§ **Document extract**

Availability is 1 - (error_requests / total_requests) where error_requests is the count of responses with status ≥ 500. 429 Too Many Requests is deliberate load-shedding and does NOT count against availability — it’s a contract output, not a failure.

p95 wall-clock from request hit at the codex API to last byte. Numbers are on a warm cache; cold-cache p95 is typically 3-10× higher.

Endpointp50p95p99
GET /v1/healthz5 ms25 ms50 ms
POST /v1/probe (warm)10 ms50 ms150 ms
POST /v1/extract (warm)30 ms200 ms800 ms
POST /v1/extract (cold)300 ms2 s6 s
GET .../text-regions (warm)5 ms30 ms100 ms
POST .../conformance/{p} (warm)5 ms25 ms80 ms
POST .../conformance/{p} (cold, includes parse)50 ms200 ms800 ms
GET .../renders5 ms25 ms60 ms
POST /v1/render/page (cold, Ghostscript)500 ms4 s12 s

Cold-path latency includes the upstream PDF parse (extract_document) which dominates the response. Render endpoints additionally depend on Ghostscript performance.

For each endpoint, recommend two alert lanes:

  • Slowhistogram_quantile(0.95, sum by (le) (rate(codex_api_request_seconds_bucket{endpoint="<name>"}[5m]))) greater than the table’s p95 × 2 for 10 minutes.
  • Failingrate(codex_api_requests_total{endpoint="<name>",status=~"5.."}[5m]) > 1 % of total for 5 minutes.

429-tagged requests are excluded — they’re shed-on-policy, not errors.

Per endpoint, the warm/total ratio:

cache_hit_rate =
rate(codex_api_cache_lookups_total{outcome="hit"}[5m])
/ rate(codex_api_cache_lookups_total[5m])
EndpointExpected hit rate
POST /v1/extract≥ 80 % during steady-state
GET .../text-regions≥ 70 %
POST .../conformance/{p}≥ 90 % (verdicts are idempotent)
POST /v1/render/page≥ 60 % (more cache-key dimensions)

Sustained dip below the floor indicates either a key-shape change (check CODEX_VERSION rotation) or a Redis eviction storm.

§ **Dataset entries**
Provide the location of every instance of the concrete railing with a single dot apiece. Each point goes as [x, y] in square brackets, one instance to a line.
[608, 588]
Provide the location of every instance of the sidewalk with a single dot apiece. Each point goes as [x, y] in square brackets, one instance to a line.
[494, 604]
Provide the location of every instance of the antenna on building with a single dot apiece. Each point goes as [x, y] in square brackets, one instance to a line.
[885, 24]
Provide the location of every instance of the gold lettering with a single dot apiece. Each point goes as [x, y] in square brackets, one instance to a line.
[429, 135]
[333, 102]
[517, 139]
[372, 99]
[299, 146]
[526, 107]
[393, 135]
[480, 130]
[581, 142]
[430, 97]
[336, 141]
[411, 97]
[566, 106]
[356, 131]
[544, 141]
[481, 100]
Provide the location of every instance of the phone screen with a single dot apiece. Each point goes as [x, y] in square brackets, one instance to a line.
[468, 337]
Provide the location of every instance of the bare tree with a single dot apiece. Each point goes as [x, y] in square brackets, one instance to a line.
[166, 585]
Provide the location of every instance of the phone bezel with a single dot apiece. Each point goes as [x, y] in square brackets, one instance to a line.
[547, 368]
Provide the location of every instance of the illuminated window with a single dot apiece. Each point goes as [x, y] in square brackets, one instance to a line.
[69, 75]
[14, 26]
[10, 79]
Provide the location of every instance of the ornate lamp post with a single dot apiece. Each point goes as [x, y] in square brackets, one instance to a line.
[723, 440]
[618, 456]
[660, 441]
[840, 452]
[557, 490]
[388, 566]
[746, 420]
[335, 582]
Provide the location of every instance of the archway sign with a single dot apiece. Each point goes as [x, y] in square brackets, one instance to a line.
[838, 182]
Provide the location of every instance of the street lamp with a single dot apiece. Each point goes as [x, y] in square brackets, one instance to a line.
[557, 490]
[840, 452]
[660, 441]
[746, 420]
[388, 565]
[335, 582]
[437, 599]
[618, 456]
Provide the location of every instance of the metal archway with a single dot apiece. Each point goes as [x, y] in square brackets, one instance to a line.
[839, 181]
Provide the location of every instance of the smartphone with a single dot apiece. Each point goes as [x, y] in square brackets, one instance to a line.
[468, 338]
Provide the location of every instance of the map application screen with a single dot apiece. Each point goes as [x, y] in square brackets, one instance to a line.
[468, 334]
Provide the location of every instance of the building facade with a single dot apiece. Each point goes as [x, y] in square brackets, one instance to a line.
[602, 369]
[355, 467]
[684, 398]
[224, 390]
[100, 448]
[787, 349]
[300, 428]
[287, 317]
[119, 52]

--

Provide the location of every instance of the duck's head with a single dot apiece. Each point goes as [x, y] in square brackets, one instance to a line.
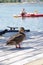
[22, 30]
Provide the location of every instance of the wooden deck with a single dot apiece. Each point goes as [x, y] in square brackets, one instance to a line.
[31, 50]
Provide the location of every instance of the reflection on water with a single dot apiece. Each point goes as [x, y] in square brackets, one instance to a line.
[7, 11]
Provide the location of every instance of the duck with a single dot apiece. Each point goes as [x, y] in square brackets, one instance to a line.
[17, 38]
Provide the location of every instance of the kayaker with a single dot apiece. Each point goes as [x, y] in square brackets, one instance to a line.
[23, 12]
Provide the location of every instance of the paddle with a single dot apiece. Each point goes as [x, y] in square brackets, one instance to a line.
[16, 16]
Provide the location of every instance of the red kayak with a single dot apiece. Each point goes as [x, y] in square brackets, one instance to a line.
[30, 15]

--

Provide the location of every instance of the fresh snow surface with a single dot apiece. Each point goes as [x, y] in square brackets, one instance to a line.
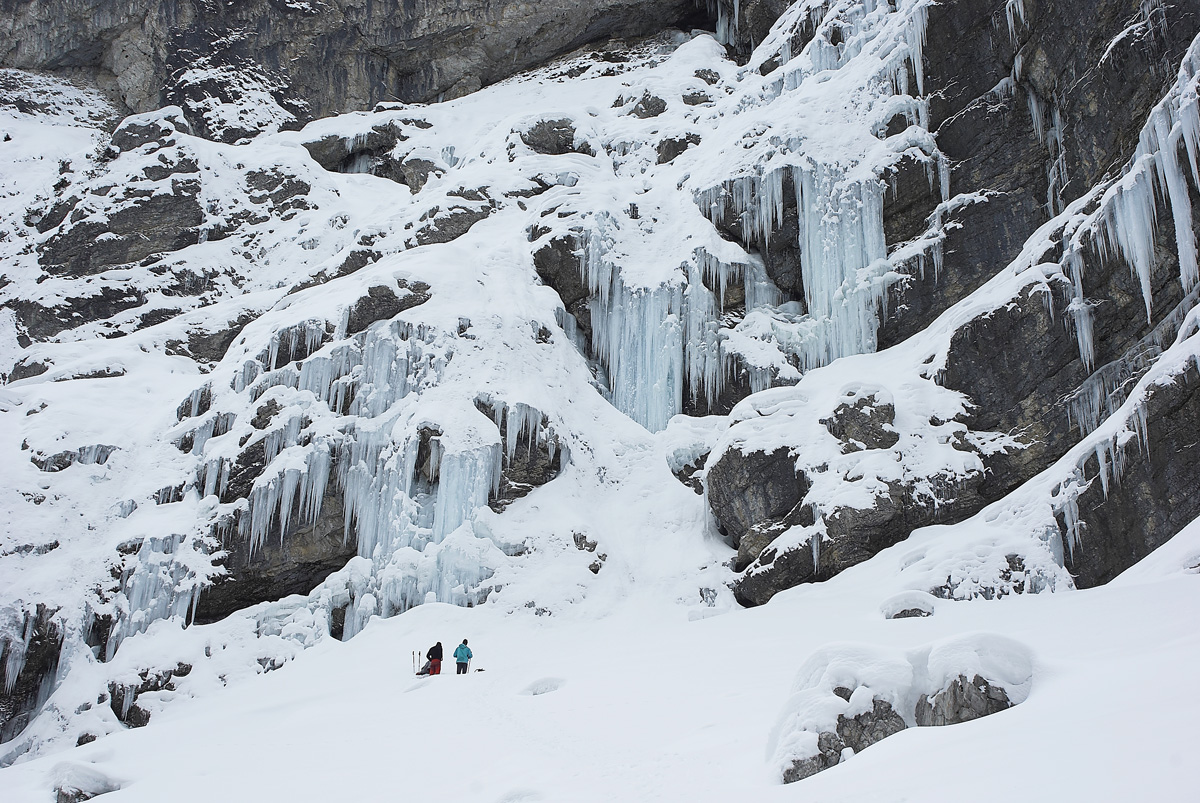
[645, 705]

§ **Exercises to complete**
1: Reproduce the passage of the codex API metrics text starting with "Per endpoint, the" and going on through "(verdicts are idempotent)".
2: Answer these questions from the codex API metrics text:
(a) Which response status codes count as errors when availability is worked out?
(b) How much higher is cold-cache p95 latency typically than the warm-cache numbers?
(c) What two causes does the text give for a hit rate that stays below its floor?
3: Continue the codex API metrics text after its last sentence.

§ **Per-task answers**
1:
Per endpoint, the warm/total ratio:

cache_hit_rate =
rate(codex_api_cache_lookups_total{outcome="hit"}[5m])
/ rate(codex_api_cache_lookups_total[5m])
EndpointExpected hit rate
POST /v1/extract≥ 80 % during steady-state
GET .../text-regions≥ 70 %
POST .../conformance/{p}≥ 90 % (verdicts are idempotent)

2:
(a) Responses with status 500 or higher.
(b) It is typically 3 to 10 times higher.
(c) A key-shape change (check CODEX_VERSION rotation) or a Redis eviction storm.

3:
The AI signal lane is opt-in (CODEX_AI_ENABLED=true) and optional — these SLOs apply only on deployments where it’s turned on. AI extractors add a per-call Claude latency on top of the regular extract pipeline.

Surfacep50p95p99
POST /v1/extract w/ AI (first hit)4.0 s12 s25 s
POST /v1/extract w/ AI (cache hit)unchanged from non-AI baseline
GET /v1/documents/{hash}/signals/{kind} (cache hit)30 ms150 ms400 ms
GET /v1/documents/{hash}/signals/{kind} (cache miss)1.5 s6 s15 s

Vision-backed kinds (logos, symbols) dominate p99 because of Claude Sonnet vision latency. Text-only kinds (language, spell, classification) land near the p50.

SLOTargetWhy
Per-request spendCODEX_AI_COST_CAP_USD_PER_REQUEST (default $0.10)Hard cap enforced by codex_pdf.ai.budget.AiBudget before each call
ai_budget_exceeded warning rate< 0.1 % of AI-enabled requestsHigher rate means the default cap is too tight for the deployment’s typical PDF size

Tracked via the new codex_ai_signal_calls_total{kind, model, status} counter (1.13.0 +):

ai_success_rate{kind} =
rate(codex_ai_signal_calls_total{kind=..., status="ok"}[5m])
/ rate(codex_ai_signal_calls_total{kind=...}[5m])
kindExpected success rate
language≥ 99 % (text input, Haiku)
classification≥ 99 % (text input, Haiku)
spell≥ 99 % (text input, Haiku)
barcodes≥ 95 % (depends on barcode quality in source PDF)
logos≥ 90 % (vision; Sonnet occasionally times out on dense pages)
symbols≥ 90 % (vision; same characteristic as logos)

Sustained dip below the band means a prompt regression or a Claude model rollover — bump the per-extractor prompt version in codex_pdf.ai.versions to force consumers to invalidate stale caches deliberately.

GET /v1/contract returns ai_model_versions — a map of {kind: {model, prompt, schema}} — so SDK consumers can pin against the exact extractor that produced a signal. Operators who change the prompt MUST bump the per-kind prompt constant in codex_pdf.ai.versions so consumers can invalidate stale caches deliberately.

  • The 1.9.x rc series may not yet hit every band — that’s the “rc” status. Final 1.9.0 ships when these numbers are observed on the deployed surface.
  • SLOs are per replica unless stated otherwise. Multi-replica fleets aggregate. Distributed rate-limit accounting is on the roadmap; see policies.md for the current model.
  • Alert thresholds should track 30-day rolling deployment health, not single-day spikes — codex is in front of upstream PDF parsers whose performance varies widely with PDF size + complexity. Use percentile-of-percentile alerting where available.